◆ DIRECTIONS FOR THIS TASK ◆
Starting at the line that contains "Would you be able to pick out the blurred tree" and running through the last line, write the lines out again with "mark" substituted for "pin" and nothing else changed.

◆ Point annotation dataset lines ◆
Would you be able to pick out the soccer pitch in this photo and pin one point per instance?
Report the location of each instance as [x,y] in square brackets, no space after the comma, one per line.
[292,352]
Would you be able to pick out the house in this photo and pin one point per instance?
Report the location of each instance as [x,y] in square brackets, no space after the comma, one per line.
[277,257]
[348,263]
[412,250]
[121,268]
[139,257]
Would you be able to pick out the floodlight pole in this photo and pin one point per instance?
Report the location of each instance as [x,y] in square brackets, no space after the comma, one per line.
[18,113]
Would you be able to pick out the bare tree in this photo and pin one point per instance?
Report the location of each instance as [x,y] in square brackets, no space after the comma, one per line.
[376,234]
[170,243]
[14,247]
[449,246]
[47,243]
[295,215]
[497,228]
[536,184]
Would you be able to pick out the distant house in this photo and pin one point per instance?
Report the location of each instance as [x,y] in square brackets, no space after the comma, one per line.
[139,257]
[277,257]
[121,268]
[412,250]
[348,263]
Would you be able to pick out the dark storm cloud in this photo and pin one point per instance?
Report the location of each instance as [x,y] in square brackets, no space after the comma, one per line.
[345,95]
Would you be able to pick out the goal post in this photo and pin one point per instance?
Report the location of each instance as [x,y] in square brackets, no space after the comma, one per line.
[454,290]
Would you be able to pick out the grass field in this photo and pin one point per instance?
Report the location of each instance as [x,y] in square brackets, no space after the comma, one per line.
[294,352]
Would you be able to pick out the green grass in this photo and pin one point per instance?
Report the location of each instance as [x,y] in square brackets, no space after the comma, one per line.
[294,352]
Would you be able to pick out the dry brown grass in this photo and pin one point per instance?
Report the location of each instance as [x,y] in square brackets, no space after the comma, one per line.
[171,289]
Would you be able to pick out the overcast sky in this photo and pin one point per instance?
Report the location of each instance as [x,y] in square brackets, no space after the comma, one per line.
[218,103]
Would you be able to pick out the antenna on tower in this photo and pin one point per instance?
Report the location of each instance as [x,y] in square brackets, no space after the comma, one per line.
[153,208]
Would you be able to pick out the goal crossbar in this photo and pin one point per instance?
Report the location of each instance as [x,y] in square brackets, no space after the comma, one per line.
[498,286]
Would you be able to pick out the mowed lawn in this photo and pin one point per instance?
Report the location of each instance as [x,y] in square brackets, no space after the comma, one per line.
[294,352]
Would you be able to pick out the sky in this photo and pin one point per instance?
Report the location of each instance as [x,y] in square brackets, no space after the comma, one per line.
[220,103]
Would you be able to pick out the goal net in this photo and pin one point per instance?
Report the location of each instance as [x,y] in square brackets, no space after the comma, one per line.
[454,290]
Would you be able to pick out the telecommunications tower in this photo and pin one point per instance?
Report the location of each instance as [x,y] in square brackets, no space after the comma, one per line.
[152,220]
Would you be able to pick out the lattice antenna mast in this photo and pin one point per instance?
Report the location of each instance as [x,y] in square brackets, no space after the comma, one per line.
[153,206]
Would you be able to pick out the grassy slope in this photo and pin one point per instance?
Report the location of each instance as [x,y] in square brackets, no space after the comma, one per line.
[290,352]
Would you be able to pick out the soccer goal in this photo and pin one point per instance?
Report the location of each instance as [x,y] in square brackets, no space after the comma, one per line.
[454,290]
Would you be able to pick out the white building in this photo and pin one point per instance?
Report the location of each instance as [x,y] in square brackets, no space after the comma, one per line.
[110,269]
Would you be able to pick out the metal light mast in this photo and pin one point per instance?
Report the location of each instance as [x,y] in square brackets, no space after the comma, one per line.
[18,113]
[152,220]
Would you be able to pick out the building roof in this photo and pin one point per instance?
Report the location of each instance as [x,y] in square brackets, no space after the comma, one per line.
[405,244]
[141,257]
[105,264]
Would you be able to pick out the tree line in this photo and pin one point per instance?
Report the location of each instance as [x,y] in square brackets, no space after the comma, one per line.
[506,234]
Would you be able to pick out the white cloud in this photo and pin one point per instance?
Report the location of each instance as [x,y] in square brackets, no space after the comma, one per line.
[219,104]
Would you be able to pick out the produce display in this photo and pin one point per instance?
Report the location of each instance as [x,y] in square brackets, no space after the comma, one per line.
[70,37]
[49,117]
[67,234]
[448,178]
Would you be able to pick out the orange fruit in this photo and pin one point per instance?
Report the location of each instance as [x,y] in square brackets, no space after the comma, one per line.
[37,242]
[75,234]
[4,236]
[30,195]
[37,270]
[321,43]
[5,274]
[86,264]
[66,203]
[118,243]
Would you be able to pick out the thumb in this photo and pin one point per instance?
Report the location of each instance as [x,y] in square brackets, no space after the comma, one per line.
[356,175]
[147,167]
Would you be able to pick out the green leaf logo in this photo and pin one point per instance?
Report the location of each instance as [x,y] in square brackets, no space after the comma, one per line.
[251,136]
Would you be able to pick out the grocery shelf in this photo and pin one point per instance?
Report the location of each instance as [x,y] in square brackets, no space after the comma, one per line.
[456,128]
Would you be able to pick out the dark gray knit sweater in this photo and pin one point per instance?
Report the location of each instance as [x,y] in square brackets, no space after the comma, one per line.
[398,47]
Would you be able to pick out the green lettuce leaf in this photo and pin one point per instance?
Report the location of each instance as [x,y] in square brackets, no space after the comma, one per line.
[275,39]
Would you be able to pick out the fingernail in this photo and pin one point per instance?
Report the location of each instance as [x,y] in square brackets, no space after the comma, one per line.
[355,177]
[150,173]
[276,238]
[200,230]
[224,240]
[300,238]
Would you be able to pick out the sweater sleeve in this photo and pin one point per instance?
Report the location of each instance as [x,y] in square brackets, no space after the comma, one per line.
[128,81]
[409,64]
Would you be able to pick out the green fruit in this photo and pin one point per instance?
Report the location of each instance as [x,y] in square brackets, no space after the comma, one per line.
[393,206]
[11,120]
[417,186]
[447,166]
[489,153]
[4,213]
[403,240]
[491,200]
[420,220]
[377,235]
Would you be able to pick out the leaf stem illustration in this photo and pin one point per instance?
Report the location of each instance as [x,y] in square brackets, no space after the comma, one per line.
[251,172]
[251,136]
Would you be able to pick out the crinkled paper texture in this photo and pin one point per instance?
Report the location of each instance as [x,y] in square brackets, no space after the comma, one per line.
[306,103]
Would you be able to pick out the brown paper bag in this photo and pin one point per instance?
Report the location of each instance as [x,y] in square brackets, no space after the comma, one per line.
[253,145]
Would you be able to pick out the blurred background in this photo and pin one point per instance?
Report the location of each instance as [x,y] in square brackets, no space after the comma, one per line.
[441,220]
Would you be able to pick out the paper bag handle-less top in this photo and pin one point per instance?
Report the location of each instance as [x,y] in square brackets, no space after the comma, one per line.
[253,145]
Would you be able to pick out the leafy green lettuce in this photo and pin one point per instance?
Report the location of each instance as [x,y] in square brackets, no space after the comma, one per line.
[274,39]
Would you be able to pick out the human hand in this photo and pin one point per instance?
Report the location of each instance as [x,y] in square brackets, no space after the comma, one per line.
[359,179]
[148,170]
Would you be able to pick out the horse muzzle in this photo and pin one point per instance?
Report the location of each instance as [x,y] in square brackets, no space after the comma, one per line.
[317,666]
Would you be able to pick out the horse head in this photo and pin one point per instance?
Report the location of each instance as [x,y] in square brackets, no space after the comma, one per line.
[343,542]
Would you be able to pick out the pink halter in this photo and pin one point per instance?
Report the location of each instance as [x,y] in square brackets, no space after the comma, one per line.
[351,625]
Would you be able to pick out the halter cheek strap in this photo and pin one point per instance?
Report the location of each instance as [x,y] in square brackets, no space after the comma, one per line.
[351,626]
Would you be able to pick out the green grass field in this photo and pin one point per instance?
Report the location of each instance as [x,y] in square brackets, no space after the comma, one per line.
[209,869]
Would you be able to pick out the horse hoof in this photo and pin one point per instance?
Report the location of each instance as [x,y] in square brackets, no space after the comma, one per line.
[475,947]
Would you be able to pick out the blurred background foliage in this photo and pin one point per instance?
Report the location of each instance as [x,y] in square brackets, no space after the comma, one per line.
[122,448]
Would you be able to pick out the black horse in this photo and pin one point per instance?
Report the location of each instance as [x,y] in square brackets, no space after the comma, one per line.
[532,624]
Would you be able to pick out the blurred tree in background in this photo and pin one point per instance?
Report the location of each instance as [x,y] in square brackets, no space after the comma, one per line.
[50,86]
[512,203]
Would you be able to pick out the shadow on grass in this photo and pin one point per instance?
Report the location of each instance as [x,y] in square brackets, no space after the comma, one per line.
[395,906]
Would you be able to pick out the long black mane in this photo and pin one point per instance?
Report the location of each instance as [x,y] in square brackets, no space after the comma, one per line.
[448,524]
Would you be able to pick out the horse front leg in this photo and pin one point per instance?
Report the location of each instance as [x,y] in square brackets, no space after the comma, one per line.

◆ ANSWER IN FULL ◆
Would you be able to pick out the blurred tree in background in this photo and mark one point per instance?
Report the location of each instance as [x,y] in square brackets, no space after the comma, one per line.
[50,86]
[512,203]
Would you be able to pick out the shadow on grass in this photo and mark one point per instance?
Report the location of each instance as [x,y] in square brackets, no space after the comma, one per line.
[395,906]
Would you be able to pick out the long black mane in this photo and mark one point per instance?
Report the location of each instance as [x,y] in square brackets, no space after the comma, one per line.
[448,524]
Would you be able to pick out the horse front leg in this photo and mark one point per instance?
Report the location of each instance as [x,y] in square brackets, no space after the comma, one per line.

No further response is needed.